# INPUT MATERIAL
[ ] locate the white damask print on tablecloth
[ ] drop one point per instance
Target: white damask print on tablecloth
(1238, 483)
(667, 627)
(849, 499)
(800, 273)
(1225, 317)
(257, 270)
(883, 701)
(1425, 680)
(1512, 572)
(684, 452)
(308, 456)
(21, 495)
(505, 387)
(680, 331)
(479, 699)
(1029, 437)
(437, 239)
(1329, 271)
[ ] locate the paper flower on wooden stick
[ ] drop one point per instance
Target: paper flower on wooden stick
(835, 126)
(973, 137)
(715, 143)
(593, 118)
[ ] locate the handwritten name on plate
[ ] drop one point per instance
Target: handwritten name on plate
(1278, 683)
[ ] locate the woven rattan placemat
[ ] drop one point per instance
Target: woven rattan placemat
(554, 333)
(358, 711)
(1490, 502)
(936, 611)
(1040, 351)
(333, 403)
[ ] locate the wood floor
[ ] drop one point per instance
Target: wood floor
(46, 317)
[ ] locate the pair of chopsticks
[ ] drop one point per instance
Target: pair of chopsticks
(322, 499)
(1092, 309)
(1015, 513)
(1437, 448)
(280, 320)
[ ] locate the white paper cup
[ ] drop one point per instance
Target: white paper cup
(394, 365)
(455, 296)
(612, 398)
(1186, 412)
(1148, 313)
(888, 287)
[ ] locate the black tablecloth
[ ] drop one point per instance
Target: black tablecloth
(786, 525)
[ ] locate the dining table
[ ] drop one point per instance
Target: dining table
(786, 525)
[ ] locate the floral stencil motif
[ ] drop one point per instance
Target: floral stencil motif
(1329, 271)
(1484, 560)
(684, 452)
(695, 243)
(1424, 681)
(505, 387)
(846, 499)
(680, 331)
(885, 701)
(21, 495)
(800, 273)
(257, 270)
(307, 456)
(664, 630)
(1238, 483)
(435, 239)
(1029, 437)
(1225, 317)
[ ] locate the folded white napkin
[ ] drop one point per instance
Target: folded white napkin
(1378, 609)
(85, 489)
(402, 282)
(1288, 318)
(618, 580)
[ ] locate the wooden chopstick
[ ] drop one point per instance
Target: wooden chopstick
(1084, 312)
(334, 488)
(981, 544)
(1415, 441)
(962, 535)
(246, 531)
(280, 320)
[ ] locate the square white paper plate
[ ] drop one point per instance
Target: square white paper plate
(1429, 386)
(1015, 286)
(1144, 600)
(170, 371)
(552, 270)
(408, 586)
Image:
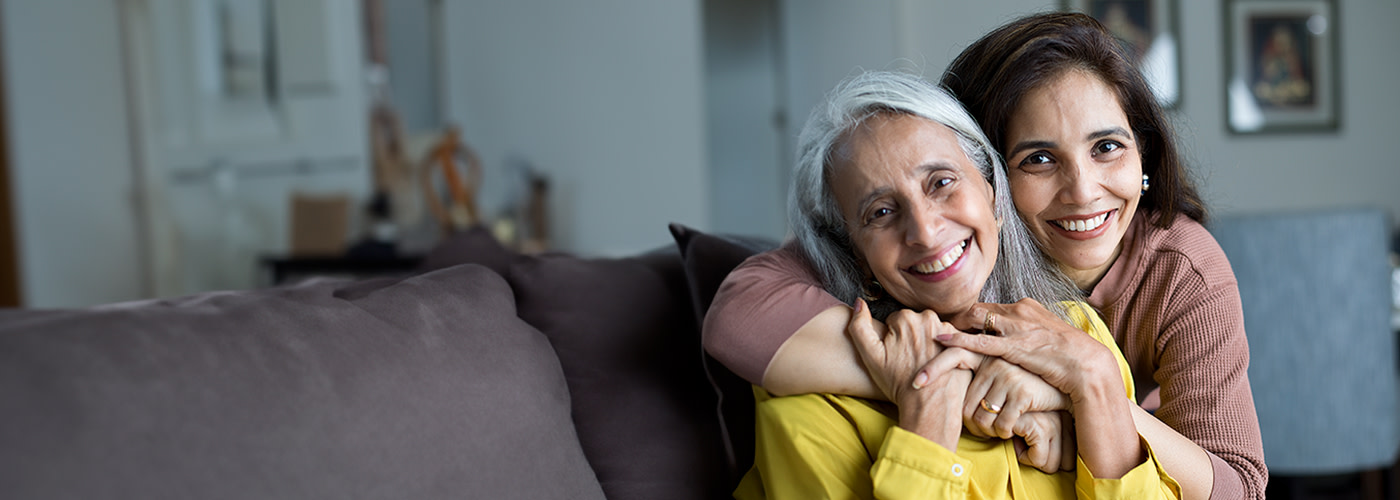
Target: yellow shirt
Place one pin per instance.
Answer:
(823, 446)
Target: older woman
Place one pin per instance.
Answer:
(1095, 174)
(896, 185)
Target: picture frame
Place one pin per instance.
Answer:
(1281, 66)
(1150, 35)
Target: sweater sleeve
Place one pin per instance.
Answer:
(759, 306)
(1206, 395)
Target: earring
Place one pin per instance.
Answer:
(868, 296)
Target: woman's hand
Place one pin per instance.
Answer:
(1014, 391)
(928, 405)
(1046, 441)
(1033, 338)
(1073, 362)
(1029, 408)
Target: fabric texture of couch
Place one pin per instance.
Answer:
(490, 374)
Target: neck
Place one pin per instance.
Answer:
(1087, 279)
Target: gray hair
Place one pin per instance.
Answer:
(1021, 269)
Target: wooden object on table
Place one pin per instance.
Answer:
(450, 157)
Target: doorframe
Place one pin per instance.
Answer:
(9, 258)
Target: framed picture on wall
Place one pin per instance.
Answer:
(1148, 34)
(1281, 66)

# WRITTEN TASK
Starting at the beginning of the items and ending at the line containing "(1278, 683)", reproduce those lines with "paper flower" substituted by "paper rose" and everything else left unchanged.

# CORRECT ANSWER
[ ] locate the white damask print on tablecloth
[ ] drop one point per instance
Target: white damask print on tablecloth
(1238, 483)
(667, 627)
(849, 499)
(800, 273)
(1225, 317)
(257, 270)
(883, 701)
(1425, 680)
(1512, 572)
(684, 452)
(308, 456)
(21, 495)
(505, 387)
(680, 331)
(479, 699)
(1029, 437)
(437, 239)
(1329, 271)
[ ] locate the paper rose on wooden stick
[ ] drop one point per instance
Target: paper rose on wooden stick
(835, 126)
(973, 137)
(715, 143)
(593, 118)
[ ] locate the handwritten name on plate
[ ] drop one point per instance
Target: handwritten name on plate
(1278, 683)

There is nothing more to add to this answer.